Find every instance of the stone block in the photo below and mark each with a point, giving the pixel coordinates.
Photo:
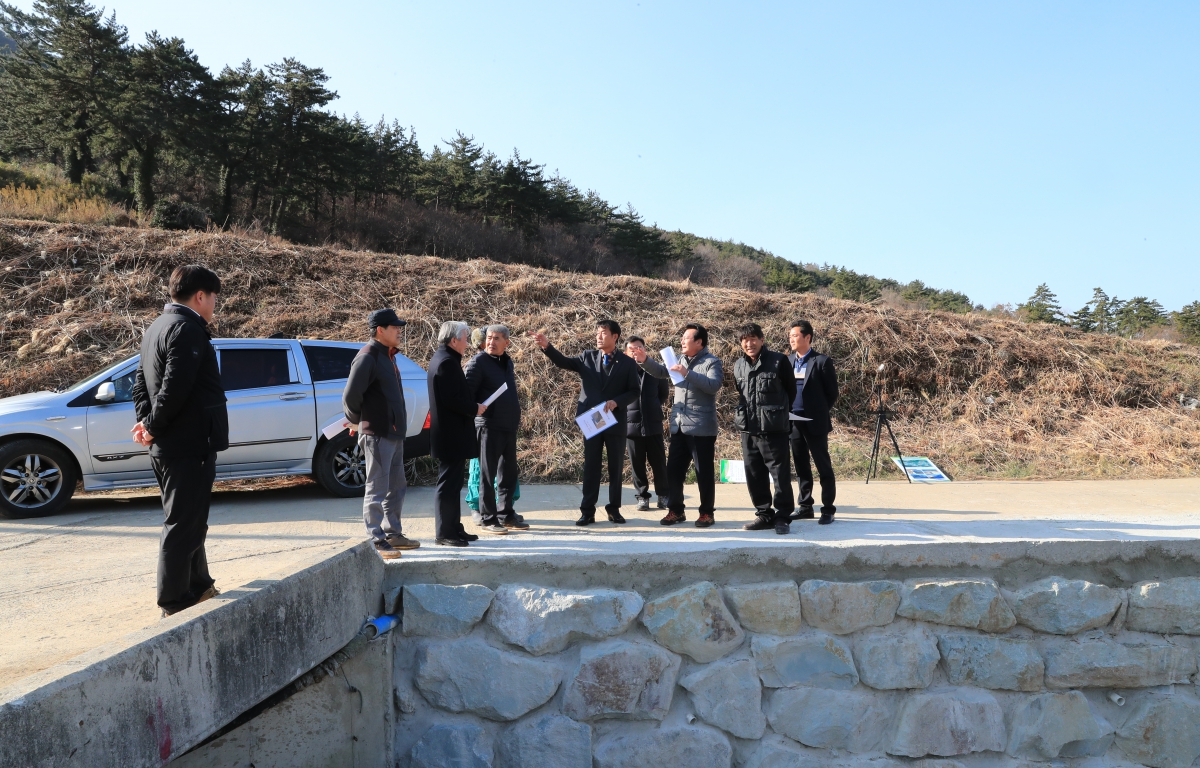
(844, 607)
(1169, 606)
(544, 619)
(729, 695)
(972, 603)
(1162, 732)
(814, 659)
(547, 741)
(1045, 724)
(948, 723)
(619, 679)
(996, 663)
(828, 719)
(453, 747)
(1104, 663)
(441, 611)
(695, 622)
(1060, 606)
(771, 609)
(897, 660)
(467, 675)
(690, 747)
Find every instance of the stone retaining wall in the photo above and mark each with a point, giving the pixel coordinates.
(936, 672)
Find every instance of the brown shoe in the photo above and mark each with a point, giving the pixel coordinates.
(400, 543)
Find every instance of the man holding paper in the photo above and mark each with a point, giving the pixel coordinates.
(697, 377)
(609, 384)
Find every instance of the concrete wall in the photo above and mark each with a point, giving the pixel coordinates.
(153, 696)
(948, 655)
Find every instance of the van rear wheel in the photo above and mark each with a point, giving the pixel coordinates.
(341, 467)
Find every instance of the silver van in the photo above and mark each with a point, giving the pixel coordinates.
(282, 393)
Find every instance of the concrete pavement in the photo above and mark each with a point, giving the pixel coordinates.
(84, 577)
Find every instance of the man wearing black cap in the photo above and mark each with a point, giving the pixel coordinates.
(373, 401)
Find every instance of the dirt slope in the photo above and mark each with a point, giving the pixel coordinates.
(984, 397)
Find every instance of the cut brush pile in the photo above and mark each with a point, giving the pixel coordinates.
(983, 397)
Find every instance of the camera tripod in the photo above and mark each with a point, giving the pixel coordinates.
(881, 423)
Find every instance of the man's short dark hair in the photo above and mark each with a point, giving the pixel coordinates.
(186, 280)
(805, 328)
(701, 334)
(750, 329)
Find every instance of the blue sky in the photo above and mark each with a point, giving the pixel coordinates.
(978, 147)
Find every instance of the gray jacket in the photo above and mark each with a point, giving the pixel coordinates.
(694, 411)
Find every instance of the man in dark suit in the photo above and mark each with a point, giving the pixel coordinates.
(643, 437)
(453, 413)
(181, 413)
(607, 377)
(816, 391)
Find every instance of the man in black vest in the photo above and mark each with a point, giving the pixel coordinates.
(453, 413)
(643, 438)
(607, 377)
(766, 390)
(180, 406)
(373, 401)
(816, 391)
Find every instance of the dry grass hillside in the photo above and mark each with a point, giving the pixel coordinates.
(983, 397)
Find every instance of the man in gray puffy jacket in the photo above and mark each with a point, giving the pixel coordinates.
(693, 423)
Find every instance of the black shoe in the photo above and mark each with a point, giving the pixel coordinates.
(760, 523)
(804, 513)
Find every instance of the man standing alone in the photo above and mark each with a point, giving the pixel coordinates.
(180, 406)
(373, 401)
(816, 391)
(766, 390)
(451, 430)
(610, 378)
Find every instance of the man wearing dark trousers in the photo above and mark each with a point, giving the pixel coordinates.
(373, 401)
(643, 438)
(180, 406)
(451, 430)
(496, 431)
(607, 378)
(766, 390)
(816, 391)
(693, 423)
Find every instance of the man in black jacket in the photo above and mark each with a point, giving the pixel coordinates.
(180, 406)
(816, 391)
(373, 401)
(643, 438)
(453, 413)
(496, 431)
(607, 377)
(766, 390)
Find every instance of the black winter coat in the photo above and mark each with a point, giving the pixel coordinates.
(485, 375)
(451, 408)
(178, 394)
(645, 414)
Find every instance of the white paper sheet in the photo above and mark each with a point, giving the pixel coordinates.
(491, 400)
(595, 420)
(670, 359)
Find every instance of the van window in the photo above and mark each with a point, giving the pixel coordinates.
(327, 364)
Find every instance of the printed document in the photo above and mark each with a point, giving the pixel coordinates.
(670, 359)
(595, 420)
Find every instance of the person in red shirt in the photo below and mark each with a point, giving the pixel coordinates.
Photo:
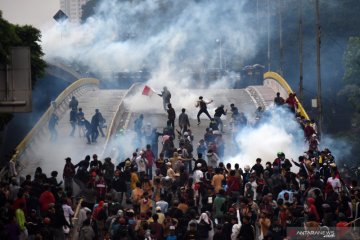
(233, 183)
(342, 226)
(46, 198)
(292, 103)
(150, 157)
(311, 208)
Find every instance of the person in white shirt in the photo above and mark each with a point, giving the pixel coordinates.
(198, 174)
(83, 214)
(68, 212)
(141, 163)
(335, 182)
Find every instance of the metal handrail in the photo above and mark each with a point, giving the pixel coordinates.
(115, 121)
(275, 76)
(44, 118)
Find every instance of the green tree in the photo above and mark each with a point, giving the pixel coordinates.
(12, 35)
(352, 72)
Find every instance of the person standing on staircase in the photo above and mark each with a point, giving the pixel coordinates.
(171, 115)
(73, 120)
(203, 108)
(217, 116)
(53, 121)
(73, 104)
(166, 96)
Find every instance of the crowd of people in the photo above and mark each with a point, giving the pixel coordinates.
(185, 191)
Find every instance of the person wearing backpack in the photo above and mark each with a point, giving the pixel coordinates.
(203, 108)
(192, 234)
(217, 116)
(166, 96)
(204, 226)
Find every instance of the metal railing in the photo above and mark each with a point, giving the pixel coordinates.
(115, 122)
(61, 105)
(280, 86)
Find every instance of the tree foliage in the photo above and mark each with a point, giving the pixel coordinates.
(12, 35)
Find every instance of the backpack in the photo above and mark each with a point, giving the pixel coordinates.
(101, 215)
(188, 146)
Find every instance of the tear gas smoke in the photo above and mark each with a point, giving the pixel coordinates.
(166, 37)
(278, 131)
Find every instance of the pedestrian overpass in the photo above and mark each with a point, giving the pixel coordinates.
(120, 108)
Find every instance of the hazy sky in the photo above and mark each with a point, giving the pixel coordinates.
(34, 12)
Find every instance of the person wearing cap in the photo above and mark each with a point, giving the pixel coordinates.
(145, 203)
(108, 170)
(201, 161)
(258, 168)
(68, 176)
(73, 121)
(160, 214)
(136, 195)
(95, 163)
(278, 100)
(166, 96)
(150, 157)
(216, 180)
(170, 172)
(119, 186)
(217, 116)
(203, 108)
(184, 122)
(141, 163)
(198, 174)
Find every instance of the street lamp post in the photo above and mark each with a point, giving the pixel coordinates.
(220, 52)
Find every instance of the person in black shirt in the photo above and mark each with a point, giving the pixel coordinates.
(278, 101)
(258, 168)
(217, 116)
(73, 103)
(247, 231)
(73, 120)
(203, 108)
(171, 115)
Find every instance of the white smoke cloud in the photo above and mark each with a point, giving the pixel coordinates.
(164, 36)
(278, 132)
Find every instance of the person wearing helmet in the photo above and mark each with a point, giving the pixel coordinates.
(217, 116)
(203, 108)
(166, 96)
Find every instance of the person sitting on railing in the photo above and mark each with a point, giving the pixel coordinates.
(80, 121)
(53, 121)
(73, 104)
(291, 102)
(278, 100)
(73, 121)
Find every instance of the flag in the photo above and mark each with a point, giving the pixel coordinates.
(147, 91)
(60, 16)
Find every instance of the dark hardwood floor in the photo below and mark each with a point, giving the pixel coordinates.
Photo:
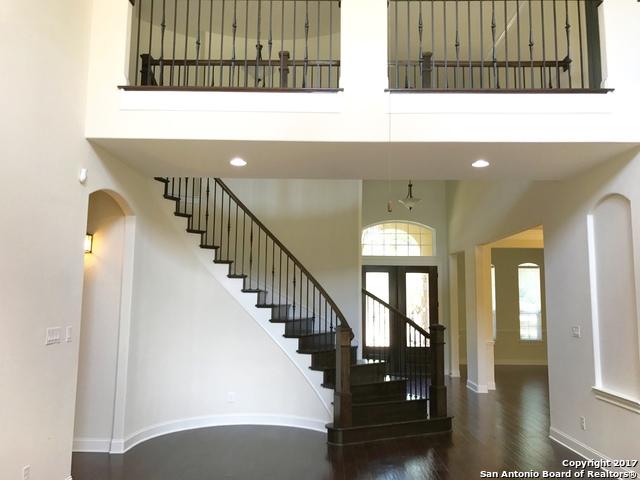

===============

What you need to do: Every record must be copied exactly, with the pictures left out.

Exercise output:
Find every instance of the stone block in the photo below and mark each with a point, giving the pixel coordinates.
Photo:
(844, 607)
(1169, 606)
(544, 619)
(729, 695)
(972, 603)
(1162, 732)
(814, 659)
(547, 741)
(1045, 724)
(948, 723)
(619, 679)
(996, 663)
(828, 719)
(453, 747)
(1104, 663)
(441, 611)
(695, 622)
(1060, 606)
(771, 609)
(897, 660)
(467, 675)
(690, 747)
Find every instance of the stone retaining wall in the photo above and mark each with a point, giving the pixel coordinates.
(936, 672)
Find every instance of the brown shoe in the photo above and mark each with a point, giving the pixel coordinates.
(400, 543)
Find every instance of the man holding paper in the photo above and mark each with a point, giving the pixel coordinates.
(697, 377)
(609, 384)
Find every instance of the concrete wall in the photo above and mark each with a point, giving the pixel coordinates.
(153, 696)
(948, 655)
Find every instance of the van rear wheel in the photo above and mark each with a point, giving the pixel coordinates.
(341, 467)
Find every instance of the silver van in the photo above and mark each with a point, giving the pixel coordinates.
(282, 393)
Find every instance of the concrete pavement in the photo above and mark each with a point, giving the pixel coordinates.
(84, 577)
Find every instance of the man wearing black cap in the photo above and mark each with a point, giving the pixel coordinates.
(373, 401)
Find every instance of the dirt slope in the photo above and mark each with a point, giving the pixel coordinates.
(984, 397)
Find every instance of the cut brush pile in the photo above and mark each with a point, giving the pixel coordinates.
(983, 397)
Find every instance of the camera tripod in the photo above and mark each with a point, giving the pixel coordinates.
(881, 423)
Find every instance of the man's short dark hair in the photo above and mark each with a point, giving the pixel coordinates.
(186, 280)
(805, 328)
(701, 334)
(750, 329)
Find every instance of the blue sky in the photo above and mark each with a point, giving the pixel coordinates.
(978, 147)
Find every instance of the gray jacket in the photo above and mark each with a point, giving the pixel coordinates.
(694, 411)
Find every instance of the man in dark suit in the photo above and mark each with a point, giving the pixel coordinates.
(643, 437)
(453, 413)
(181, 413)
(607, 377)
(816, 391)
Find every instance of the man in black vest in the photo above and mark each with a point, giving the pixel coordinates.
(453, 413)
(643, 438)
(607, 377)
(766, 390)
(180, 406)
(373, 401)
(816, 391)
Find every instance of the dry grass hillside in the photo above and mark each with a point, giving the pixel coordinates.
(983, 397)
Find every instance of the man in gray puffy jacket in the photo above and mark each with a point, giving the pixel coordinates.
(693, 423)
Find every instance of the black shoe in the photo above and mark each with a point, giving the pixel coordinates.
(760, 523)
(804, 513)
Find every instance of the man standing alone in the photo above and mark each with a point, giving the pixel coordinates.
(180, 406)
(373, 401)
(816, 391)
(766, 390)
(451, 430)
(610, 378)
Find every instance of the man wearing dark trousers in the photo above and mark each with a point, giving the pixel coordinates.
(373, 401)
(643, 438)
(180, 406)
(451, 430)
(496, 431)
(607, 378)
(766, 390)
(816, 391)
(693, 423)
Find every instance of the man in black jacket in the photo above and mark each with a point, giving the pixel coordinates.
(180, 406)
(816, 391)
(373, 401)
(643, 438)
(453, 413)
(496, 431)
(607, 377)
(766, 390)
Find every instance of the black winter coat in the photo above and mark each with a point, giving the pixel coordinates.
(485, 375)
(451, 408)
(178, 394)
(645, 414)
Find every instance of the white paper sheet in the photo above and mark each with a point, giving the pixel coordinates.
(491, 400)
(595, 420)
(670, 359)
Find every instance of the van window in the photo above and mark each with a point, giving the pixel coordinates.
(327, 364)
Find every instance of the printed document in the photo above and mark each with a point, giving the pixel coordinates.
(670, 359)
(595, 420)
Find every instance of the person in red shirt in the photo below and mark each with a point, giving the pixel coordinates.
Photo:
(233, 183)
(342, 226)
(46, 198)
(292, 103)
(150, 157)
(311, 208)
Find every instance of the person in white shirt in the photo above and mark each with a point, giving the pixel coordinates.
(198, 174)
(83, 214)
(68, 212)
(141, 163)
(335, 182)
Find every instance of the metal handrail in the photo above and mark each with a point, giving the pixel coordinates.
(115, 121)
(275, 76)
(44, 118)
Find every instance of the green tree in the photo above and mark each with a point, giving the pixel coordinates.
(12, 35)
(352, 72)
Find every instance of the person standing on staircase in the photo above and mark each with a point, giving the pixel coordinates.
(171, 115)
(73, 120)
(203, 108)
(217, 116)
(53, 121)
(73, 104)
(166, 96)
Find every instance of the crowd of people in the photo above and mark each with a point, giving the pixel coordinates.
(185, 191)
Find every instance of the person wearing backpack in the photo above and mark each with a point, giving the pixel coordinates.
(203, 108)
(192, 234)
(217, 116)
(166, 96)
(204, 226)
Find every instance of the metal railing in the photo above and mark each with a point, giving the pixel coordinates.
(115, 122)
(61, 105)
(280, 86)
Find every instance of the tree foliage in the photo above and mark each with a point, giving the pixel coordinates.
(12, 35)
Find every instance of the backpack in the photo above and mark each with a point, giving the pixel coordinates.
(101, 215)
(188, 146)
Find every instance of the tear gas smoke in the photo above and mark each with a point, giving the pixel coordinates.
(166, 37)
(278, 131)
Find every instance of the pedestrian overpass in the photo above and mark each with a point, giving the pixel coordinates.
(120, 108)
Find every instance of the hazy sky in the photo above and mark each with a point, giving the pixel coordinates.
(34, 12)
Find every instance of the person wearing cap in the photo above and mark each with a point, giving the pixel coordinates.
(145, 203)
(108, 170)
(201, 161)
(258, 168)
(68, 176)
(73, 121)
(160, 214)
(136, 195)
(95, 163)
(278, 100)
(166, 96)
(150, 157)
(216, 180)
(170, 172)
(119, 186)
(217, 116)
(203, 108)
(184, 122)
(141, 163)
(198, 174)
Find every instance of the street lamp post in the photo above and mark each with a point, giving the pixel coordinates.
(220, 52)
Find every instance of the person in black shirt in the photo above and mark each with a point, giving the pixel coordinates.
(278, 101)
(258, 168)
(217, 116)
(73, 103)
(247, 231)
(73, 120)
(203, 108)
(171, 115)
Find every instance of the white smoke cloud in the photo above and mark each with a point, giving the pixel coordinates.
(164, 36)
(278, 132)
Find every instance of the person wearing helmet in the photo above and mark each with a point, giving the pixel coordinates.
(217, 116)
(203, 108)
(166, 96)
Find every instance of the person sitting on railing in the photo above and mark each with a point, giving the pixel coordinates.
(80, 121)
(53, 121)
(73, 104)
(291, 102)
(278, 100)
(73, 121)
Find every instance of the flag in the photo above and mark each with a point, giving the pixel coordinates.
(147, 91)
(60, 16)
Find every instance of the dark hardwood floor in the photo below and mark each with a point, giving the pixel coordinates.
Photo:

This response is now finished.